Does Mother Teresa deserve to be a saint?
- Mother Teresa was born Agnes Gonxha Bojaxhiu on August 26, 1910, in Skopje, Macedonia, and died September 5, 1997, in Calcutta, India, at the age of 87.
- Upon joining the Irish Order Sisters of Loreto when she was 18, she was given the name Sister Teresa after Saint Thérèse de Lisieux.
- On September 4, 2016, Pope Francis declared Mother Teresa a saint, canonizing her as St. Teresa of Calcutta.
- Officially trademarked by the Missionaries of Charity, Mother Teresa and her nuns’ saris have much significance. “The color of their sari--white--stands for truth and purity while the three blue borders each signify the vows that the nuns of the Order take: the first band represents Poverty, the second Obedience, and the third broad band represents the vows of Chastity and of Wholehearted free service to the poorest of the poor. The Cross worn on the left shoulder symbolizes that, for the Missionaries of Charity, Jesus on the Cross is the key to the heart.”

[Extracted material]
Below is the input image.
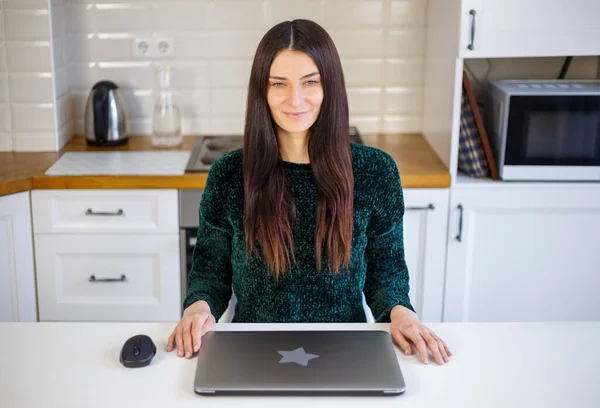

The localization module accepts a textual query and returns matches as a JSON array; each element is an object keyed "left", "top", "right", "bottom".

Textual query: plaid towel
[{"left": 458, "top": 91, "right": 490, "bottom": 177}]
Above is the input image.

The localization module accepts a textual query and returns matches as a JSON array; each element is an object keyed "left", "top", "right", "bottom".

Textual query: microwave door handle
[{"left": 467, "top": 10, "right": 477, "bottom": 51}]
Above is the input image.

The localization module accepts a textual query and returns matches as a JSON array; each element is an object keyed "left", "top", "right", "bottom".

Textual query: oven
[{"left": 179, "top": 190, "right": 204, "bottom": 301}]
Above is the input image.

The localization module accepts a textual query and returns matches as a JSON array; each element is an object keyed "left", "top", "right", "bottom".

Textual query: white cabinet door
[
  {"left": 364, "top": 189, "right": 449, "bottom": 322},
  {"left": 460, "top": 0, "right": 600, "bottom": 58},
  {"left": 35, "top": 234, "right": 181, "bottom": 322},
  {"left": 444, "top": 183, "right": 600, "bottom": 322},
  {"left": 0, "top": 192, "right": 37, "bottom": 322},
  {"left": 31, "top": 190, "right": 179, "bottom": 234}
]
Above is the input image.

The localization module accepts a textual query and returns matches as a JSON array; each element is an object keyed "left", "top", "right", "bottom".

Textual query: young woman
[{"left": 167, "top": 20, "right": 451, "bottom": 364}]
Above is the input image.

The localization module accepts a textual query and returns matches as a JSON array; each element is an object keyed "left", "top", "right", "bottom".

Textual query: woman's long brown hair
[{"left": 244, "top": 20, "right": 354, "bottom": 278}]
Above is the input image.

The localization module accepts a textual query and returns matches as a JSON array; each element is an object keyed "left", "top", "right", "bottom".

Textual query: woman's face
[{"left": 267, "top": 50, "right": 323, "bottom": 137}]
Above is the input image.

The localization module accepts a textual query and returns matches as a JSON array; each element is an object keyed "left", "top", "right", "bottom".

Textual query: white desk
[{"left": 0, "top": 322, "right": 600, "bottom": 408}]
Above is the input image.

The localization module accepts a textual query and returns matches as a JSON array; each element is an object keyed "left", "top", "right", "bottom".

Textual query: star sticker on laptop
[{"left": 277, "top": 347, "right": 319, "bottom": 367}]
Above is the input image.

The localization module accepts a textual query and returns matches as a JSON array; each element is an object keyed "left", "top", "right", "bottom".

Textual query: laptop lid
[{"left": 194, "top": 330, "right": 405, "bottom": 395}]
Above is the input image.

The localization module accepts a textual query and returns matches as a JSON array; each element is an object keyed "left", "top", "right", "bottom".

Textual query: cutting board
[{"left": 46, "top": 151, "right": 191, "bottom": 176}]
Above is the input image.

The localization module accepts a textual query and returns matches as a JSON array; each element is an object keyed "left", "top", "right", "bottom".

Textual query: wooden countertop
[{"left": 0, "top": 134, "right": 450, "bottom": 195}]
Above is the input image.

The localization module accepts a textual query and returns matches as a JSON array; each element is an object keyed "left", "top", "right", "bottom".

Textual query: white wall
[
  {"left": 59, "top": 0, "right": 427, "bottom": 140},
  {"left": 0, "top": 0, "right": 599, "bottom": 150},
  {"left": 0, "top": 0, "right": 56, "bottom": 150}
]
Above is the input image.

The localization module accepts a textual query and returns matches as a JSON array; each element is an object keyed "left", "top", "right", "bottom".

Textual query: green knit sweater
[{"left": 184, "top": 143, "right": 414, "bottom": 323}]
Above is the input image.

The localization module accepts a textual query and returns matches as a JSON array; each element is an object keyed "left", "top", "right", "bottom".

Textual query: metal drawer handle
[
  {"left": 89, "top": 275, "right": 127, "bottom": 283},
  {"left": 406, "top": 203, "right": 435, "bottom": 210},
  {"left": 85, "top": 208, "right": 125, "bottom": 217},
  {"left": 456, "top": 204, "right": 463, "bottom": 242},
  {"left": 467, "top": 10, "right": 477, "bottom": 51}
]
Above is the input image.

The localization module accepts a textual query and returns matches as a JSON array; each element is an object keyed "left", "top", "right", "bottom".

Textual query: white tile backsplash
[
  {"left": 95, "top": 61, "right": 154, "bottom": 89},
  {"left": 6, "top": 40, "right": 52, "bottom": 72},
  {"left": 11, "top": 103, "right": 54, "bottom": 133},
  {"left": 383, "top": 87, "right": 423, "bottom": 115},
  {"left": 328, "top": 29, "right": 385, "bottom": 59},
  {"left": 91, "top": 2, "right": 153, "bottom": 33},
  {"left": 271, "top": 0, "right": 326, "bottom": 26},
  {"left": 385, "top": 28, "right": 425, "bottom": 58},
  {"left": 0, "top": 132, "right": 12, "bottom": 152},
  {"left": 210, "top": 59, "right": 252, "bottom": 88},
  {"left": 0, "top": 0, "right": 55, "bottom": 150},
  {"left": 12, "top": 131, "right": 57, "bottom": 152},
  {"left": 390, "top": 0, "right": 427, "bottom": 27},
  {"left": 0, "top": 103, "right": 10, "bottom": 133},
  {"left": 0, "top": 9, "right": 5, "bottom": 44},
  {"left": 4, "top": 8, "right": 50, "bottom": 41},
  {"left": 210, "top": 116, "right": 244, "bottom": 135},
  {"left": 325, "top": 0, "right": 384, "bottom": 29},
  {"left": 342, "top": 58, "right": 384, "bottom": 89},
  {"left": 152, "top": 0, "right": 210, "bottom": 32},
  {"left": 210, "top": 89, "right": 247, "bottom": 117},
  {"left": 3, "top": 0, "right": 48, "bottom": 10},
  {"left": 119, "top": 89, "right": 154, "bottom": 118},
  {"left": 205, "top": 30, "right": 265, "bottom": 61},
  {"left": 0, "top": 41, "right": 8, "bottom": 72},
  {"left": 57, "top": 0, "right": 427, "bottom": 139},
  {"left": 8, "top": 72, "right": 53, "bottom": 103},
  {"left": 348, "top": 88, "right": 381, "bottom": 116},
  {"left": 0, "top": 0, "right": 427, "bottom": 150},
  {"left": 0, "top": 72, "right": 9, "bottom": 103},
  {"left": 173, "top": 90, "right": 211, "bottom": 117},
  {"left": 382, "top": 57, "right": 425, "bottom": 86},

[Activity] Continue the passage above on whether Mother Teresa deserves sainthood, starting after its final sentence and not with the listing.

[Exercise output]
Does Mother Teresa deserve to be a Saint? Of course! Aside from having won the Nobel Peace Prize in 1979, she was uniquely and tremendously successful 'in serving and promoting the Catholic faith worldwide in the second half of the 20th century,' as sociologist Gëzim Alpion points out.
Additionally, the people loved her, as--according to the BBC--by July 1999, a 'huge mailbag' of requests for her canonization had been received by the Vatican.
However, it isn't just adoration that qualifies someone for sainthood--a candidate must also be proven to perform genuine 'curative miracles' after their death. The Catholic Church's Congregation for the Causes of Saints, as well as a committee of medical specialists, examine each claim to determine if a “recovery fell outside the laws of nature with no scientific explanation.' In Mother Teresa's case, she was proven to have interceded from beyond to heal two separate people: one with brain abscesses and another with an abdominal tumor.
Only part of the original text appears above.